*What to do*. Format each line of the listing below as a numbered list, and leave out any blank lines.

*** Given entries ***

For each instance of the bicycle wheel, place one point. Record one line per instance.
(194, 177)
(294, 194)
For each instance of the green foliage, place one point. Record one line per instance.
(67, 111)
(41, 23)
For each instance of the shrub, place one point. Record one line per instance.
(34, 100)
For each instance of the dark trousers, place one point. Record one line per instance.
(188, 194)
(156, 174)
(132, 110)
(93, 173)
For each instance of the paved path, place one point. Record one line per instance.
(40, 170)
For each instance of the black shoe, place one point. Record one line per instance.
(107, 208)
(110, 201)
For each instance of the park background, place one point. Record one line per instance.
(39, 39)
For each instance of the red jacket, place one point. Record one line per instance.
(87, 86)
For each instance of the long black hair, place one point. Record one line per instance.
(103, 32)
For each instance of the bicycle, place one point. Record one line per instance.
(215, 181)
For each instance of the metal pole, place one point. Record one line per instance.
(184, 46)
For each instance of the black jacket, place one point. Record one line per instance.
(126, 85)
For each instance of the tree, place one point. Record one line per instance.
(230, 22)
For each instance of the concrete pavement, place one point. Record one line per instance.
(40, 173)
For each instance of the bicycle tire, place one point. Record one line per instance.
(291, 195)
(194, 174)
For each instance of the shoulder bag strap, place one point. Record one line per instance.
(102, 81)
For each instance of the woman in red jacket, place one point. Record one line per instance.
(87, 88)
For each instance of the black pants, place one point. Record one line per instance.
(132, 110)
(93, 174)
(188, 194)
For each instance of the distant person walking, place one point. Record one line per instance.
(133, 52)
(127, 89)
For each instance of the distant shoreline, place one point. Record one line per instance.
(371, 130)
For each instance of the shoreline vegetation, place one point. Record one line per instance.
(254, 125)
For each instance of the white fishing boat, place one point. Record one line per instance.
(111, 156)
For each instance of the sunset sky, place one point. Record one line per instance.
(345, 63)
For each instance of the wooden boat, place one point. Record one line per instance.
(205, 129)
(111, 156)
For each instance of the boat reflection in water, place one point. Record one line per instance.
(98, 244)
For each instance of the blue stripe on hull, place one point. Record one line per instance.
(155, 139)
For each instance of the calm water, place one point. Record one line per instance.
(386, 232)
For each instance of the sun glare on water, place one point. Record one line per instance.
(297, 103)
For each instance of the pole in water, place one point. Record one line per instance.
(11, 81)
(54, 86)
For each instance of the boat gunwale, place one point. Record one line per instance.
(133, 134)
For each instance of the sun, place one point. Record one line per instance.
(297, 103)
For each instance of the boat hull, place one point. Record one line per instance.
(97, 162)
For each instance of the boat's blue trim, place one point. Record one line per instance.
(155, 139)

***

*Response to the exercise*.
1. For each instance of the bicycle wheel, place one point. Record one line per instance.
2. (194, 177)
3. (294, 194)
4. For each instance of the green foliage, place one point. Record one line per instance.
5. (67, 111)
6. (41, 23)
7. For each instance of the shrub, place one point. Record one line per instance.
8. (34, 100)
9. For each instance of the dark trousers, place one point. Record one line per instance.
10. (188, 194)
11. (156, 174)
12. (132, 110)
13. (93, 173)
14. For each instance of the paved path, place one point. Record one line per instance.
15. (40, 170)
16. For each instance of the black shoe, place one point. Record one line per instance.
17. (107, 208)
18. (110, 201)
19. For each instance of the park background, place one point. Record one line per instance.
20. (39, 39)
21. For each instance of the red jacket, place one point. Record one line per instance.
22. (87, 86)
23. For each instance of the long black hair, place one point. Record one line per instance.
24. (103, 32)
25. For each instance of the bicycle, place one point. Record one line per instance.
26. (215, 181)
27. For each instance of the metal pole, place one point. Record one line per instance.
28. (184, 46)
29. For each instance of the black jacket, place one point. Record one line per instance.
30. (126, 85)
31. For each instance of the tree, place one point. Record one line per instance.
32. (230, 22)
33. For each instance of the concrete pavement, place one point. Record one line per instance.
34. (40, 173)
35. For each instance of the bicycle tire, place one point. Record one line per instance.
36. (291, 195)
37. (194, 174)
38. For each instance of the shoulder bag strap, place one point. Record one line per instance.
39. (102, 81)
40. For each instance of the woman in red jacket, place one point. Record one line per instance.
41. (87, 88)
42. For each instance of the black pants, place one point. Record one line per instance.
43. (132, 110)
44. (93, 174)
45. (188, 194)
46. For each instance of the distant person walking, place one point. Record one line per instance.
47. (133, 52)
48. (127, 89)
49. For each instance of the distant shoreline, place one point. Record one line per instance.
50. (371, 130)
51. For each instance of the shoreline vegetation, place one point. Record one line per instance.
52. (254, 125)
53. For each instance of the white fishing boat, place one point. Record one line per instance.
54. (111, 156)
55. For each instance of the sunset sky, place one point. Record one line per instance.
56. (345, 63)
57. For each instance of the wooden boat, place one point. Record one line per instance.
58. (205, 129)
59. (111, 156)
60. For each instance of the boat reflection in water, place one point. Record one line per instance.
61. (98, 244)
62. For each instance of the blue stripe on hull, place one point. Record one line per instance.
63. (155, 139)
64. For each instance of the calm water, place one point. Record one line per instance.
65. (386, 232)
66. For each instance of the sun glare on water, place one point. Record one line per instance.
67. (297, 103)
68. For each instance of the pole in water, place one point. Record one line per instance.
69. (11, 81)
70. (54, 86)
71. For each instance of the boat gunwale, place one point. Record one line per instance.
72. (133, 134)
73. For each instance of the sun, place one point. Record one line per instance.
74. (297, 103)
75. For each instance of the boat hull, place one point. Record one line per instance.
76. (97, 162)
77. For each instance of the boat's blue trim, place one point. Record one line per instance.
78. (155, 139)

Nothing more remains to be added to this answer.